Quoted passage:
%%
Australian experts said wild koala population is rapidly declining and the Australian government needs to act within days if the iconic Aussie species are to survive.
Fragile Koala populations need urgent protection under national environment laws, according to the Australian Greens and environmental experts.
The Federal Australian Government currently lists the koala as a 'priority species' for conservation status assessment, although the marsupial - so synonymous with Australia - is still not officially listed as endangered.
Koala numbers are dropping with estimates of between 80,000 and 100,000 left in the wild. The fate of the species could be determined by decisions made in the next few days.
A senate inquiry initiated by the Greens Party has examined the mounting evidence and recommended that the koala be considered for listed as a vulnerable species in areas of significant population decline, with the Government due to make its decision next week.
"We simply can't imagine an Australia without our unique and precious koalas, but that's exactly what experts are saying we could see the extinction of koalas in the wild in our lifetime," Australian Greens spokesperson Senator Larissa Waters said.
Koala numbers have plummeted over the last decade, with some assessments suggesting a more than 90 percent drop in some populations.
Restricted to a small crescent of eucalyptus forests on the eastern coast of Australia, Koalas are vulnerable to an array of modern hazards from over-logging, agriculture, climate and urban encroachment.
As development and infrastructure projects continue to drive human populations through Koala sanctuaries, other threats have arisen, from dog attacks to the rise of a fatal form of the sexually transmitted human disease, Chlamydia.
%%
Using the information:
- a) Reproduce the section of the koala article that opens with the words containing "Australian experts said" and closes with "are to survive.".
- b) Answer these questions from the koala article:
(i) How many koalas are estimated to be left in the wild?
(ii) Which party initiated the senate inquiry?
(iii) What sexually transmitted disease is named as a threat to koalas?
Rely on nothing but the koala article.

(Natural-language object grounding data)
%%
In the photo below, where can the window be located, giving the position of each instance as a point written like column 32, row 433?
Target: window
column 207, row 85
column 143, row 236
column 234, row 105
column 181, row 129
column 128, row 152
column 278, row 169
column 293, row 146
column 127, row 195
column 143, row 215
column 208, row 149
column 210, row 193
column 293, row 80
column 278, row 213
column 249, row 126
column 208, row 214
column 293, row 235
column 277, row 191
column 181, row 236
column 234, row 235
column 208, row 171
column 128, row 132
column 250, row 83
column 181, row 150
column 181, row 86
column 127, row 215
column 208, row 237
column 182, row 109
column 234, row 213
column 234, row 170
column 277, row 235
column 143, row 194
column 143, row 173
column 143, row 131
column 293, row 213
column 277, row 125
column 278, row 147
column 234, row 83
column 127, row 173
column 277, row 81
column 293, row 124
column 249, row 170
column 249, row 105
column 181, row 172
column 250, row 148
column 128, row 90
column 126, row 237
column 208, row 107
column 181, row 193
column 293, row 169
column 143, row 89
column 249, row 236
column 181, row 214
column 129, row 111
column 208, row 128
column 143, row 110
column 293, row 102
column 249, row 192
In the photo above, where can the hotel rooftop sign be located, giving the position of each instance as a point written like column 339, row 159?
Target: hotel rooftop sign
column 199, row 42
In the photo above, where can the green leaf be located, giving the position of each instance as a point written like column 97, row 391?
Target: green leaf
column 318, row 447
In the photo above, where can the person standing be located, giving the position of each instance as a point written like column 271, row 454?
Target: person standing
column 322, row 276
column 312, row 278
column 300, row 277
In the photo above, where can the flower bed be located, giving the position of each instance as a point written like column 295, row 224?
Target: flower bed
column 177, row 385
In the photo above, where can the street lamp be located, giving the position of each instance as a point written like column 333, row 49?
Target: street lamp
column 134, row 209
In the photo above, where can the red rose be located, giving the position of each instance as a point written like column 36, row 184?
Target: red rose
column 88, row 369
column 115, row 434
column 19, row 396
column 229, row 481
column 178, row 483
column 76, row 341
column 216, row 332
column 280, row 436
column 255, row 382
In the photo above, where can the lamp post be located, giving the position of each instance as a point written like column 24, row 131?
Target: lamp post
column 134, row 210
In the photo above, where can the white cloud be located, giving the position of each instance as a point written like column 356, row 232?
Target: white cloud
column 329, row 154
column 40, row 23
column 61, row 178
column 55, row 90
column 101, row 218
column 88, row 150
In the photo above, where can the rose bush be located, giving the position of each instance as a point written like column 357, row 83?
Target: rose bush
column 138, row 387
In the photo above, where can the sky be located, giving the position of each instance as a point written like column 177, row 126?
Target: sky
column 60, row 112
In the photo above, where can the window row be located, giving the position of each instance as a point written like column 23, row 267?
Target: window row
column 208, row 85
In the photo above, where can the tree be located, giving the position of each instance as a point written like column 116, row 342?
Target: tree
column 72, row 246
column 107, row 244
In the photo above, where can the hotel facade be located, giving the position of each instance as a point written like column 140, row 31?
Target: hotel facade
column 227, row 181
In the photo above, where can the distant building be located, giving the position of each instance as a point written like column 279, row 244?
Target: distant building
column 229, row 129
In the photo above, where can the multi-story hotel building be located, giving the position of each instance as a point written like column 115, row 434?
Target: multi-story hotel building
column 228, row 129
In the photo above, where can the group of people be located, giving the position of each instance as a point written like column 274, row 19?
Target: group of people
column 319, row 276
%%
Solutions to the problems:
- a)
Australian experts said wild koala population is rapidly declining and the Australian government needs to act within days if the iconic Aussie species are to survive.

- b)
(i) Between 80,000 and 100,000.
(ii) The Greens Party.
(iii) Chlamydia.